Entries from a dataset
⁂

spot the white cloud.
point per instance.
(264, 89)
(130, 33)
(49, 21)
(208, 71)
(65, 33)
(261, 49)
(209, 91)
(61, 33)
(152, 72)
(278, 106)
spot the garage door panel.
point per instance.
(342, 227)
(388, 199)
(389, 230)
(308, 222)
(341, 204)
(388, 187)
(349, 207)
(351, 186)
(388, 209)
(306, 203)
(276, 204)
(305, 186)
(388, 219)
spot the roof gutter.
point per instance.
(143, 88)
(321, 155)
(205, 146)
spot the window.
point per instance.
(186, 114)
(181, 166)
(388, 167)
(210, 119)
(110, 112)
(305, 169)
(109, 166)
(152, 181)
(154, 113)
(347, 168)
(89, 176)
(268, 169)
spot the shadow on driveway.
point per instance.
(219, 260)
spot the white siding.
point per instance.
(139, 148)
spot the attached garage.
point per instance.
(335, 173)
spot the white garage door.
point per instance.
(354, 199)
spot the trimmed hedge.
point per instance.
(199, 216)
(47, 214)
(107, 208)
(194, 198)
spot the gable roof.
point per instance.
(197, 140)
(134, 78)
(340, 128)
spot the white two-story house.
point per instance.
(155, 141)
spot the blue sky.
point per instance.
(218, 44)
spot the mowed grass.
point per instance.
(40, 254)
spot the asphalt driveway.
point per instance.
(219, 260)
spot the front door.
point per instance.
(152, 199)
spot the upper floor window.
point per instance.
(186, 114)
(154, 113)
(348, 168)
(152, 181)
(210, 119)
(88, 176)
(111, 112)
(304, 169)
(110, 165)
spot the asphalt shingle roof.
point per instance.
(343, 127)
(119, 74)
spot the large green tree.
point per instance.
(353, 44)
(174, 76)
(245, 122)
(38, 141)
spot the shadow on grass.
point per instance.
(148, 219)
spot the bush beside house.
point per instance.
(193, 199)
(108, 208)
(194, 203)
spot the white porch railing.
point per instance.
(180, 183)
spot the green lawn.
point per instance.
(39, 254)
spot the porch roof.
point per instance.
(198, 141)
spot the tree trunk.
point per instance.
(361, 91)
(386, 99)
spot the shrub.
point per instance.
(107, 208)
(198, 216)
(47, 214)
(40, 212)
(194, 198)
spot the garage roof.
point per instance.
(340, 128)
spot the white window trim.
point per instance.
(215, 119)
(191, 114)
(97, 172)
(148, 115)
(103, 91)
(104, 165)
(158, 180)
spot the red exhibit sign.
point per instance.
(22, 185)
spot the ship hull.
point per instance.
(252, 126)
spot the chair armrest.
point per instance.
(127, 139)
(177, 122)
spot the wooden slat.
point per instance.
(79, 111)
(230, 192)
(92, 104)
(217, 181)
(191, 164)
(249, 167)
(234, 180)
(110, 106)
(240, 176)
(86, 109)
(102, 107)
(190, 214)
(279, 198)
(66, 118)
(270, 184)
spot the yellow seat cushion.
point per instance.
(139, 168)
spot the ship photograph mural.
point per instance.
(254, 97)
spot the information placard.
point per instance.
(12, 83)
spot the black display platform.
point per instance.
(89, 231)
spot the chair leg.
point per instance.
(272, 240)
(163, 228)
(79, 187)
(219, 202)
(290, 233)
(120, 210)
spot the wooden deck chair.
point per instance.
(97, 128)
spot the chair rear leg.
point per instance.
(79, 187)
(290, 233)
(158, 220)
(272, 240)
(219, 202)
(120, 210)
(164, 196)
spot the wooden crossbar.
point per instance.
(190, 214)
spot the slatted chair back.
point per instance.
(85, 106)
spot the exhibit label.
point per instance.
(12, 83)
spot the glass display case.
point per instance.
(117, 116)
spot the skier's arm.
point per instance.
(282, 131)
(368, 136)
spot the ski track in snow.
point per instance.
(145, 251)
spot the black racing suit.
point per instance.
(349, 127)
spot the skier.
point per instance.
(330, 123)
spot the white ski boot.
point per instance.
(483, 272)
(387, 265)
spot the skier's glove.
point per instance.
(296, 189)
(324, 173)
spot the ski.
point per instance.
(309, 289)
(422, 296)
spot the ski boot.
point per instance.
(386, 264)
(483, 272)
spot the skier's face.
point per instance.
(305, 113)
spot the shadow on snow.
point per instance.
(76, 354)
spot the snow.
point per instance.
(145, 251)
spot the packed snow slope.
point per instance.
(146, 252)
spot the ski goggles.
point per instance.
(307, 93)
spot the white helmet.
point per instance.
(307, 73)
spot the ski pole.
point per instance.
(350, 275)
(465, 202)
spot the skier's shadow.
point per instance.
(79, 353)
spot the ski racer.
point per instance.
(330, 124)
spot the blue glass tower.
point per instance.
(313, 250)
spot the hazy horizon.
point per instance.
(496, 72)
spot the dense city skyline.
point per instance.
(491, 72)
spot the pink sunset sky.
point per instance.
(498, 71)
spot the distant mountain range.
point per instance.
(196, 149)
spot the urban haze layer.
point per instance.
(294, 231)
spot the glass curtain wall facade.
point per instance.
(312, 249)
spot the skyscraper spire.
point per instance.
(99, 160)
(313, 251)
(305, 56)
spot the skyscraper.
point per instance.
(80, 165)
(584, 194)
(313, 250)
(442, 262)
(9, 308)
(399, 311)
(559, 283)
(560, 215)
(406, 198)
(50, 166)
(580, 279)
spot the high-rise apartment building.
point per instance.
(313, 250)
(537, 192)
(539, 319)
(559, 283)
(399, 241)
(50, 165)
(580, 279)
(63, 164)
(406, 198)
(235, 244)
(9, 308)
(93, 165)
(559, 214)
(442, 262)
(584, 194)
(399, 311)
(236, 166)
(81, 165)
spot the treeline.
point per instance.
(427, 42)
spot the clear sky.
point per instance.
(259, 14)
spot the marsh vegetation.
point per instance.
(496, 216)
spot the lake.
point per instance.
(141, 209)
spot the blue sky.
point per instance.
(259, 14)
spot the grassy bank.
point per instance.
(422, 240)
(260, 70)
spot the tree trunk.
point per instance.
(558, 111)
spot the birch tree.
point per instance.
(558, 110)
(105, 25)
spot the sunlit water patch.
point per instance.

⁂

WORK REQUIRED
Reproduce all the data word for word.

OUTPUT
spot the white cloud.
point per instance.
(264, 89)
(130, 33)
(49, 21)
(208, 71)
(65, 33)
(261, 49)
(209, 91)
(61, 33)
(152, 72)
(278, 106)
spot the garage door panel.
point per instance.
(342, 227)
(388, 199)
(389, 230)
(308, 222)
(341, 204)
(388, 187)
(349, 207)
(351, 186)
(388, 209)
(306, 203)
(276, 204)
(305, 186)
(388, 219)
spot the roof gutter.
point per instance.
(143, 88)
(321, 155)
(205, 146)
spot the window.
point per instance.
(186, 114)
(181, 166)
(388, 167)
(210, 119)
(110, 112)
(305, 169)
(109, 166)
(152, 181)
(154, 113)
(347, 168)
(89, 176)
(268, 169)
spot the shadow on driveway.
point per instance.
(219, 260)
spot the white siding.
point per instance.
(139, 148)
spot the attached garage.
point per instance.
(335, 173)
spot the white garage door.
point per instance.
(354, 199)
spot the trimmed hedge.
point per instance.
(199, 216)
(47, 214)
(107, 208)
(194, 198)
spot the gable roof.
point per instance.
(197, 140)
(134, 78)
(340, 128)
spot the white two-story house.
point per instance.
(155, 141)
spot the blue sky.
point per instance.
(218, 44)
spot the mowed grass.
point per instance.
(40, 254)
spot the asphalt driveway.
point per instance.
(219, 260)
spot the front door.
point per instance.
(152, 199)
spot the upper floor window.
point per instance.
(186, 114)
(154, 113)
(348, 168)
(152, 181)
(210, 119)
(88, 176)
(111, 112)
(304, 169)
(110, 165)
spot the asphalt shingle roof.
point per instance.
(343, 127)
(119, 74)
spot the large green tree.
point per instance.
(353, 44)
(174, 76)
(245, 122)
(38, 141)
spot the shadow on grass.
point per instance.
(148, 219)
spot the bush beside house.
point per instance.
(193, 199)
(108, 208)
(194, 203)
spot the white porch railing.
point per instance.
(180, 183)
spot the green lawn.
point per instance.
(39, 254)
spot the porch roof.
point per instance.
(198, 141)
spot the tree trunk.
point per instance.
(361, 91)
(386, 99)
spot the shrub.
point per instance.
(107, 208)
(198, 216)
(47, 214)
(40, 212)
(194, 198)
spot the garage roof.
point per instance.
(340, 128)
spot the white window trim.
point per instance.
(215, 119)
(191, 114)
(97, 172)
(148, 115)
(103, 91)
(104, 165)
(158, 180)
spot the red exhibit sign.
point per instance.
(22, 185)
spot the ship hull.
point per instance.
(252, 126)
spot the chair armrest.
point per instance.
(127, 139)
(177, 122)
spot the wooden slat.
point per instance.
(79, 111)
(230, 192)
(92, 104)
(217, 181)
(191, 164)
(249, 167)
(234, 180)
(110, 106)
(240, 176)
(86, 109)
(102, 107)
(190, 214)
(279, 198)
(66, 118)
(270, 184)
spot the yellow seat cushion.
point per instance.
(139, 168)
spot the ship photograph mural.
point per instance.
(254, 97)
spot the information placard.
point per instance.
(12, 83)
spot the black display platform.
point per instance.
(89, 231)
spot the chair leg.
point per instance.
(272, 240)
(163, 228)
(79, 187)
(219, 202)
(290, 233)
(120, 210)
spot the wooden deck chair.
point per instance.
(97, 128)
spot the chair rear leg.
point per instance.
(79, 187)
(290, 233)
(158, 220)
(272, 240)
(219, 202)
(120, 210)
(164, 196)
spot the wooden crossbar.
point per instance.
(190, 214)
spot the slatted chair back.
point per instance.
(85, 106)
spot the exhibit label.
point per instance.
(12, 83)
spot the glass display case.
point per instance.
(117, 116)
spot the skier's arm.
point per instance.
(282, 131)
(368, 136)
spot the ski track in snow.
point per instance.
(145, 251)
spot the black racing suit.
point per instance.
(349, 127)
spot the skier.
point per instance.
(330, 123)
spot the white ski boot.
point per instance.
(483, 272)
(387, 265)
spot the skier's glove.
point per instance.
(296, 189)
(324, 173)
spot the ski.
point per instance.
(309, 289)
(422, 296)
spot the ski boot.
point per instance.
(386, 264)
(483, 272)
spot the skier's face.
point per instance.
(305, 113)
spot the shadow on snow.
point per instance.
(76, 354)
spot the snow.
point per instance.
(145, 251)
spot the packed snow slope.
point per instance.
(146, 252)
spot the ski goggles.
point per instance.
(307, 93)
spot the white helmet.
point per instance.
(307, 73)
spot the ski pole.
point per instance.
(350, 275)
(465, 202)
spot the skier's shadow.
point per instance.
(79, 353)
spot the ski racer.
point per instance.
(330, 124)
spot the blue glass tower.
point per instance.
(313, 250)
spot the hazy horizon.
point per instance.
(496, 72)
spot the dense city skyline.
point per instance.
(491, 72)
spot the pink sunset sky.
point per instance.
(498, 71)
spot the distant mountain range.
point per instance.
(196, 149)
spot the urban haze layer.
point per instance.
(294, 231)
spot the glass curtain wall facade.
point per instance.
(312, 249)
spot the skyscraper spire.
point per instance.
(99, 160)
(313, 251)
(305, 56)
spot the skyscraper.
point per instance.
(80, 165)
(584, 194)
(313, 250)
(442, 262)
(9, 308)
(399, 311)
(559, 283)
(560, 215)
(406, 198)
(50, 166)
(580, 279)
spot the high-rise apartment building.
point per instance.
(313, 250)
(537, 192)
(539, 319)
(559, 283)
(399, 241)
(50, 165)
(580, 279)
(63, 164)
(406, 198)
(235, 244)
(9, 308)
(93, 165)
(559, 214)
(442, 262)
(584, 194)
(399, 311)
(236, 166)
(81, 165)
spot the treeline.
point per instance.
(427, 42)
spot the clear sky.
point per instance.
(259, 14)
spot the marsh vegetation.
point per instance.
(496, 216)
spot the lake.
point per instance.
(141, 209)
spot the blue sky.
point per instance.
(259, 14)
spot the grassy bank.
point per instance.
(422, 240)
(260, 70)
spot the tree trunk.
point per instance.
(558, 111)
spot the birch tree.
point per instance.
(558, 110)
(105, 25)
spot the sunlit water patch.
point per instance.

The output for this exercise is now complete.